Exercise prompt
Set down exactly the lines of the records from the top to the line containing "point(70, 90)"; include both.
* * * *
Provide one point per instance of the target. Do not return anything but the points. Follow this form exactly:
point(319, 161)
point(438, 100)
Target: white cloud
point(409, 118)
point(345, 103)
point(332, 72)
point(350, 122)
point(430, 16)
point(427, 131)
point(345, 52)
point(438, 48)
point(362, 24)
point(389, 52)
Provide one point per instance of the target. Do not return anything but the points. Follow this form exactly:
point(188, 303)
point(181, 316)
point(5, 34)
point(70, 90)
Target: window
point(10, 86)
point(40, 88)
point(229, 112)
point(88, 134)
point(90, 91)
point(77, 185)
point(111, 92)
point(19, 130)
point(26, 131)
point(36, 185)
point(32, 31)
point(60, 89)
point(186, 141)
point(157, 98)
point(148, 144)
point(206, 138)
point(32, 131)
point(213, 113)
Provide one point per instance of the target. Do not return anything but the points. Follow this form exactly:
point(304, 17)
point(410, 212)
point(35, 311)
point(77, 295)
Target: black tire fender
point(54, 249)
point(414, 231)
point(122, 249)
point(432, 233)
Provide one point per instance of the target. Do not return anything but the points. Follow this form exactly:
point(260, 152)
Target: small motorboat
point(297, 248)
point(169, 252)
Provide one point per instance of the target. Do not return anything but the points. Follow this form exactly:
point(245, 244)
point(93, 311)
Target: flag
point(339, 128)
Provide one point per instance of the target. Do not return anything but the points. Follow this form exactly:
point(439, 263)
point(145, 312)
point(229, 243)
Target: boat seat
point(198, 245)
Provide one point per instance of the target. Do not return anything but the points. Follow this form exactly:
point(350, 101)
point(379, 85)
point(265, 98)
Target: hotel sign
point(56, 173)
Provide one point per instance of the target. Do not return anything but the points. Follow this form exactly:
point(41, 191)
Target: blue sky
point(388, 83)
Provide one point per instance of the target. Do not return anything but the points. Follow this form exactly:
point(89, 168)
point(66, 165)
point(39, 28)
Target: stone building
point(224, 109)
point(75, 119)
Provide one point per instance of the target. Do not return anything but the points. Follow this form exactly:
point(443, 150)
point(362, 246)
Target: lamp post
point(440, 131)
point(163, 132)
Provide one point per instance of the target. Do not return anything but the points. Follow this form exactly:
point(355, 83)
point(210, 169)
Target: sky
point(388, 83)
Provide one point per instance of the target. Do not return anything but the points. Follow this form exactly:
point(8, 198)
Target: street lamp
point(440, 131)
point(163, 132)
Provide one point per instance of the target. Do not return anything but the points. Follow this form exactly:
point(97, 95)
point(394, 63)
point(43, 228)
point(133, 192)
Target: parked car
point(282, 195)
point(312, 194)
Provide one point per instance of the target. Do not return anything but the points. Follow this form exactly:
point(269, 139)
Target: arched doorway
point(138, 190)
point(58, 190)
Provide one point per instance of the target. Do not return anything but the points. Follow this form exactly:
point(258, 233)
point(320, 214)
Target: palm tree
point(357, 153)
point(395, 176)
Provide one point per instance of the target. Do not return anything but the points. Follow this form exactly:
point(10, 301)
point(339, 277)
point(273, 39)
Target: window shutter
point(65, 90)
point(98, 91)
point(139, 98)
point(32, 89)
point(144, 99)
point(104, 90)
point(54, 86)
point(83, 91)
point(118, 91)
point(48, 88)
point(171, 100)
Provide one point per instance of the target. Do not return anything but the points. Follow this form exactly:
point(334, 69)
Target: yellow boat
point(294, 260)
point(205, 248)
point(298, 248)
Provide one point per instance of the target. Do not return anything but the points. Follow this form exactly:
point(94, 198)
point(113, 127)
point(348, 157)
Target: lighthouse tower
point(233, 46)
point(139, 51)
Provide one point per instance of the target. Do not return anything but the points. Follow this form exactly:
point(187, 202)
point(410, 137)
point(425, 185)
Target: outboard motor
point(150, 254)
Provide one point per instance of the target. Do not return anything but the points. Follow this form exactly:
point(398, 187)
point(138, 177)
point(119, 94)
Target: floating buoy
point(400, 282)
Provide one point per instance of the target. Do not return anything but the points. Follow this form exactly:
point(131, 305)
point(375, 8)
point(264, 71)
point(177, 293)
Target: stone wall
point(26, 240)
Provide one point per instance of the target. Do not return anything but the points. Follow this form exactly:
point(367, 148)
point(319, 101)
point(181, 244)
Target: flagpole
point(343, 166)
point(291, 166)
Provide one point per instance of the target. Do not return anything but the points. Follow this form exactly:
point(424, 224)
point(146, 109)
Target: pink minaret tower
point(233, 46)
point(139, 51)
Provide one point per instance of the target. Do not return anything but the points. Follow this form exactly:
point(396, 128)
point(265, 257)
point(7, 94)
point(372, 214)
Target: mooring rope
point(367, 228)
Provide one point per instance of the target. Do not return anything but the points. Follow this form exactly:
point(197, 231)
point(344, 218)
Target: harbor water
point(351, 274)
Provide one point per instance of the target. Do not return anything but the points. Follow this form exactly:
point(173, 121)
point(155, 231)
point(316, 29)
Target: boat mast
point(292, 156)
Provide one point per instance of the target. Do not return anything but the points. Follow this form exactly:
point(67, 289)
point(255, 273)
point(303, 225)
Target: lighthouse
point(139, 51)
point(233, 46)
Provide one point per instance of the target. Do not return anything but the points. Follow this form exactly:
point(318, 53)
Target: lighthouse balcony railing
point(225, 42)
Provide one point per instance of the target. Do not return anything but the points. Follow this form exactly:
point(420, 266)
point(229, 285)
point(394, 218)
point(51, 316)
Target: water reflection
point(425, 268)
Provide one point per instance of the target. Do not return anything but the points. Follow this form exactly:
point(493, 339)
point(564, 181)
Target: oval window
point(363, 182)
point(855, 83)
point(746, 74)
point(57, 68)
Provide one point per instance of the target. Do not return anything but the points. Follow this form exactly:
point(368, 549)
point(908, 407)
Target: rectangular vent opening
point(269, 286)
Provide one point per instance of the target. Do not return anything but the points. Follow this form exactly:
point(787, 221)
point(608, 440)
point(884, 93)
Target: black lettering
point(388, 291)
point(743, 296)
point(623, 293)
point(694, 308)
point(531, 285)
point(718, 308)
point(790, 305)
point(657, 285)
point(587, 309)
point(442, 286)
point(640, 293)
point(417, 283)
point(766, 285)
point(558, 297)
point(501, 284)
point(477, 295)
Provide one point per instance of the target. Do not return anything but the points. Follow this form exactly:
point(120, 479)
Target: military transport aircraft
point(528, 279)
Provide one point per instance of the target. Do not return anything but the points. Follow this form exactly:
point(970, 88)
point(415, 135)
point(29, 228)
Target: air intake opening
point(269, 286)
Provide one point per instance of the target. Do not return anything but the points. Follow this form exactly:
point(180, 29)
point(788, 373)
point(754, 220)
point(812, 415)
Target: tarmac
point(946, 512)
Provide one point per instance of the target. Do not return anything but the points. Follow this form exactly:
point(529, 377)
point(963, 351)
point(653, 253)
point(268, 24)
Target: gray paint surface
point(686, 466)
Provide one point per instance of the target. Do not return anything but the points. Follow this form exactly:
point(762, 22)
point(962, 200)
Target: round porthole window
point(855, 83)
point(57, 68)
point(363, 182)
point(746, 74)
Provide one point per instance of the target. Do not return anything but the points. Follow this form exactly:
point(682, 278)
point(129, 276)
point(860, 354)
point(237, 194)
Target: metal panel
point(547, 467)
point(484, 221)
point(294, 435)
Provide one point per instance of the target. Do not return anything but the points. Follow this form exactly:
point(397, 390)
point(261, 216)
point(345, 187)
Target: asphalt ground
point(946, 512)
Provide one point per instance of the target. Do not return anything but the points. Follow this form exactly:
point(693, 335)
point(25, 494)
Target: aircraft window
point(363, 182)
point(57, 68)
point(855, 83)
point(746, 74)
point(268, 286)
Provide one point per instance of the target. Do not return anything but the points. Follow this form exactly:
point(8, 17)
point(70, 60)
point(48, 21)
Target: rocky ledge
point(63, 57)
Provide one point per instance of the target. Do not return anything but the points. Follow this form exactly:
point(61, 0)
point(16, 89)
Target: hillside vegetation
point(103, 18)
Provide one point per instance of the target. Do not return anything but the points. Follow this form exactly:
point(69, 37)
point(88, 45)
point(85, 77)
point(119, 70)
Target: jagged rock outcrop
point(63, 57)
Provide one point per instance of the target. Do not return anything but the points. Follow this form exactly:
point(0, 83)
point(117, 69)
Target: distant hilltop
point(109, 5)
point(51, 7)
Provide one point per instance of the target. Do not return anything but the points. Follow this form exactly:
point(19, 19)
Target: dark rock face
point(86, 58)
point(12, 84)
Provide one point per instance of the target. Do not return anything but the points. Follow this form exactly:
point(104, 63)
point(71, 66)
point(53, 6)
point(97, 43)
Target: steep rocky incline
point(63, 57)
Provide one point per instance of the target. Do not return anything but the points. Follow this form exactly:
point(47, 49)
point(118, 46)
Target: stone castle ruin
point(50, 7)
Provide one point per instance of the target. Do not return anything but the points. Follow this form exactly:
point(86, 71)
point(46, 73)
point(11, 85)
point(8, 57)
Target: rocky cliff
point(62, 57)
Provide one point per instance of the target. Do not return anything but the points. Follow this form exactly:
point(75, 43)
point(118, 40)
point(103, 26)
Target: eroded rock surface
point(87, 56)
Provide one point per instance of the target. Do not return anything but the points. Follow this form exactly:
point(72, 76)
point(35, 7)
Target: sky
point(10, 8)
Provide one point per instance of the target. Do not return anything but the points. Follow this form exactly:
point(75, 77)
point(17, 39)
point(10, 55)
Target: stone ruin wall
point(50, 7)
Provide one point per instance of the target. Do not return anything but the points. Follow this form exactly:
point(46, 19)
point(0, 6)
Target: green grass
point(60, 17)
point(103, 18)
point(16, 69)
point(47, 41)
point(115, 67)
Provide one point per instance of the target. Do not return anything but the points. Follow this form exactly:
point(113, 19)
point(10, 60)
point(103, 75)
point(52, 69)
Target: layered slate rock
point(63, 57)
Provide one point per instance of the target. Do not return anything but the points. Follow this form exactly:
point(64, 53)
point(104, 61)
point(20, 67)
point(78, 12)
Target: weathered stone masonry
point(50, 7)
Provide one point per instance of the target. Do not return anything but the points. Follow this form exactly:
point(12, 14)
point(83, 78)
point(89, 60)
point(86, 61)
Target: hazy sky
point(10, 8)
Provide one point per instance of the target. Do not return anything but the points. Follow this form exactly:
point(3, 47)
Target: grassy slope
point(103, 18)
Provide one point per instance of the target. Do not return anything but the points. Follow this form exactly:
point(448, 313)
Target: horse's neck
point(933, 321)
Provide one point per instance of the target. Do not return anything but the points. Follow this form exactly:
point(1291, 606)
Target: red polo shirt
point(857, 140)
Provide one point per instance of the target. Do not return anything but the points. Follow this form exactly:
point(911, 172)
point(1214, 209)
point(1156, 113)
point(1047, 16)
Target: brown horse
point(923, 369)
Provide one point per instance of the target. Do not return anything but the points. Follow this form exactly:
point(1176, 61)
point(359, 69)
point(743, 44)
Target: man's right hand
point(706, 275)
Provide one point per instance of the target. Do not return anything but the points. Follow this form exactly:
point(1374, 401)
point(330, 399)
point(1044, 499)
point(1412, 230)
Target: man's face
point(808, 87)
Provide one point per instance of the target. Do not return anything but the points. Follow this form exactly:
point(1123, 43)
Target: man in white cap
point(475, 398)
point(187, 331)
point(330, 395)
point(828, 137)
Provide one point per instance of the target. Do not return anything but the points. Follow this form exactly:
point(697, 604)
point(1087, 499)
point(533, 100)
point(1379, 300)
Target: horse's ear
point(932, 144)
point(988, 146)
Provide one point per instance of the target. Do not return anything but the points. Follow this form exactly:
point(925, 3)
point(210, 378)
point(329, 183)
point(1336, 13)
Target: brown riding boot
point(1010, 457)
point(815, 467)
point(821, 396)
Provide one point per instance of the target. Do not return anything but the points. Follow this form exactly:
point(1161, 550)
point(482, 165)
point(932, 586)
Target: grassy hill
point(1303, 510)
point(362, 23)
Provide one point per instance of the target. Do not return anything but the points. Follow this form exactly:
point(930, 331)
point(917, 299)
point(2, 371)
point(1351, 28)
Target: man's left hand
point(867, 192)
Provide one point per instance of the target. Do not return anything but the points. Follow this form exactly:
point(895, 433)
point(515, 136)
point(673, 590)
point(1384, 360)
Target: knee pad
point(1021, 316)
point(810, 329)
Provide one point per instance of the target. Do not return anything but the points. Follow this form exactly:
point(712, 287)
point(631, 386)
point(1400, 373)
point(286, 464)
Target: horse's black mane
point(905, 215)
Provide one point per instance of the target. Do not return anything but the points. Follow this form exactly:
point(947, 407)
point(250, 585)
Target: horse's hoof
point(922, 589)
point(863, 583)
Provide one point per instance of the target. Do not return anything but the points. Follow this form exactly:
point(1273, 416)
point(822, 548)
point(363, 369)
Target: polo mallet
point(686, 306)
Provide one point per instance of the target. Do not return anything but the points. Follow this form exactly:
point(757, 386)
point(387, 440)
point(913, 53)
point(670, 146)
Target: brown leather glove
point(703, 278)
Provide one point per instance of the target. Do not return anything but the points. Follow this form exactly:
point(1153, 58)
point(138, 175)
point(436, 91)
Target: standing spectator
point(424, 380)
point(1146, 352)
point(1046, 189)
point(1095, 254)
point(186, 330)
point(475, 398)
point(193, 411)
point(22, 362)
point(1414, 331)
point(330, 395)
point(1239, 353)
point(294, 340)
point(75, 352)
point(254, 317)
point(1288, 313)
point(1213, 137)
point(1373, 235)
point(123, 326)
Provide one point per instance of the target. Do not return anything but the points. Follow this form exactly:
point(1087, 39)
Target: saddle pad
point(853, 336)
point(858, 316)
* * * *
Response area
Provide one point per instance of the target. Do not return anything but the points. Follow this form exactly:
point(319, 161)
point(438, 100)
Target: white cloud
point(409, 118)
point(345, 103)
point(332, 72)
point(350, 122)
point(430, 16)
point(427, 131)
point(345, 52)
point(438, 48)
point(362, 24)
point(389, 52)
Provide one point per instance of the target. Do not return anything but the points. Follow this form exactly:
point(188, 303)
point(181, 316)
point(5, 34)
point(70, 90)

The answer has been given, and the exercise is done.